(Stored dataset items)
◆ ◆ ◆ ◆
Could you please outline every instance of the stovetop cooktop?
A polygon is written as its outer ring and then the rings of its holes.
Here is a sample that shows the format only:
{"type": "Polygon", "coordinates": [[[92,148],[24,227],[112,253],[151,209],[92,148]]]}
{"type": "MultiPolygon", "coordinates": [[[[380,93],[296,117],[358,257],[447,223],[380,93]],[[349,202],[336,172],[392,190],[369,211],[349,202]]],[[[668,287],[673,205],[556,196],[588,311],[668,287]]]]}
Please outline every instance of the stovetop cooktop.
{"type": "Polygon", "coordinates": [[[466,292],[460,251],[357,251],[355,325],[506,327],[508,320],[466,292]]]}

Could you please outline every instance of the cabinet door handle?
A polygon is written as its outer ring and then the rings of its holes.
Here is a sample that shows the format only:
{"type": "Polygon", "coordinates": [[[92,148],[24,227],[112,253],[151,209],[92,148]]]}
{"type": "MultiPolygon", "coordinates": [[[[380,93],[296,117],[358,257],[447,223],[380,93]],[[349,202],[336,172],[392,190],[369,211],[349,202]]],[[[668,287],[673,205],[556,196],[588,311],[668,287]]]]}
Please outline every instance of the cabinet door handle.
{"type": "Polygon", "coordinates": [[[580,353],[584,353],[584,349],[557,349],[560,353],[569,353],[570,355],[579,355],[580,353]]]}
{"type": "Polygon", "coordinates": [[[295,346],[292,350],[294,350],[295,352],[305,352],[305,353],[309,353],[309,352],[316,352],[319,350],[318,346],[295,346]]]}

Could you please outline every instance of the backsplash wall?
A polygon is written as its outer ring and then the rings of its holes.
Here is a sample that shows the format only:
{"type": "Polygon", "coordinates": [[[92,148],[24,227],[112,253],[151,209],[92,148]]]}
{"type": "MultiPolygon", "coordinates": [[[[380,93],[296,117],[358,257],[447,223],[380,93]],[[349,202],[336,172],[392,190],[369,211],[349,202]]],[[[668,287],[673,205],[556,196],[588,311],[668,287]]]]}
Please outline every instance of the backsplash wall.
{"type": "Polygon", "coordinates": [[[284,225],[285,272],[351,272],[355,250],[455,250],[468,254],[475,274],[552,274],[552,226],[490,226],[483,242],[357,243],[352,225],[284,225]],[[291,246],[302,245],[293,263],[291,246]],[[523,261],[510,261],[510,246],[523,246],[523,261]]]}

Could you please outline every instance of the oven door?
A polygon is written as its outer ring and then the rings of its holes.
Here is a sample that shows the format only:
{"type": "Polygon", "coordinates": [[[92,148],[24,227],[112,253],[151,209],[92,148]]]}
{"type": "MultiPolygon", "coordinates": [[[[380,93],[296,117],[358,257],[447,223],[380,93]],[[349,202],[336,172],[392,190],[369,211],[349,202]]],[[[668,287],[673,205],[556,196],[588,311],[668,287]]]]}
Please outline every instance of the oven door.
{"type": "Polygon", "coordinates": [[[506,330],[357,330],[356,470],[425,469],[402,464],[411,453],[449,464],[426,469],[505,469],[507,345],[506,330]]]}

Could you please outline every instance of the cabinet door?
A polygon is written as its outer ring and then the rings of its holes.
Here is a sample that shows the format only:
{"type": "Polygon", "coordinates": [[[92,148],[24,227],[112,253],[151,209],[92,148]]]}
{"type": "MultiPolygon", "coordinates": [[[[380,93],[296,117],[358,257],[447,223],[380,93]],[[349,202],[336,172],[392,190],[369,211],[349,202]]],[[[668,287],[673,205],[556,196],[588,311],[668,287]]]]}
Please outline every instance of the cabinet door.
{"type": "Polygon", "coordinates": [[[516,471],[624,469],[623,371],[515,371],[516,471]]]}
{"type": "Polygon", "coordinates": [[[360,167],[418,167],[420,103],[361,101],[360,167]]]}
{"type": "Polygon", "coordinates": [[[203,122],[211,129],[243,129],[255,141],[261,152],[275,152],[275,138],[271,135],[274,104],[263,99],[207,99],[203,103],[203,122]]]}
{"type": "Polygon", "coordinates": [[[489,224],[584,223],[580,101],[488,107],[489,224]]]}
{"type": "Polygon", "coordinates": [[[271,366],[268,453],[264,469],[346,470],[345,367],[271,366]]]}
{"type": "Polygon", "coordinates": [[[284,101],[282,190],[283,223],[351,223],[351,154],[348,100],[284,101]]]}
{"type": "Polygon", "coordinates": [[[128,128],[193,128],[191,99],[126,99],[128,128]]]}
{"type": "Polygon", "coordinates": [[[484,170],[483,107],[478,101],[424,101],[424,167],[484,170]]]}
◆ ◆ ◆ ◆
> [Instructions to follow]: Would you give again, word for word, every line from the one with "Could you please outline every instance of the cabinet door?" through the final line of the listing above?

> [Exercise result]:
Could you please outline every instance of the cabinet door?
A polygon is written as its outer ring and then the rings of its holes.
Here is a sample that shows the format only:
{"type": "Polygon", "coordinates": [[[92,148],[24,227],[112,253],[151,209],[92,148]]]}
{"type": "MultiPolygon", "coordinates": [[[[380,93],[296,117],[358,257],[447,223],[380,93]],[[349,202],[336,172],[392,190],[369,211],[349,202]]],[[[668,287],[673,205],[556,196],[588,311],[668,287]]]]}
Please outline every instance of the cabinet door.
{"type": "Polygon", "coordinates": [[[516,471],[624,469],[623,371],[515,371],[516,471]]]}
{"type": "Polygon", "coordinates": [[[360,167],[418,167],[420,103],[361,101],[360,167]]]}
{"type": "Polygon", "coordinates": [[[203,122],[211,129],[243,129],[255,141],[261,152],[275,152],[275,138],[271,135],[274,104],[263,99],[207,99],[203,103],[203,122]]]}
{"type": "Polygon", "coordinates": [[[489,224],[584,223],[580,101],[488,107],[489,224]]]}
{"type": "Polygon", "coordinates": [[[271,366],[268,453],[264,469],[346,470],[345,367],[271,366]]]}
{"type": "Polygon", "coordinates": [[[284,101],[282,190],[283,223],[351,223],[351,154],[348,100],[284,101]]]}
{"type": "Polygon", "coordinates": [[[128,128],[193,128],[191,99],[126,99],[128,128]]]}
{"type": "Polygon", "coordinates": [[[484,170],[483,107],[478,101],[424,101],[424,167],[484,170]]]}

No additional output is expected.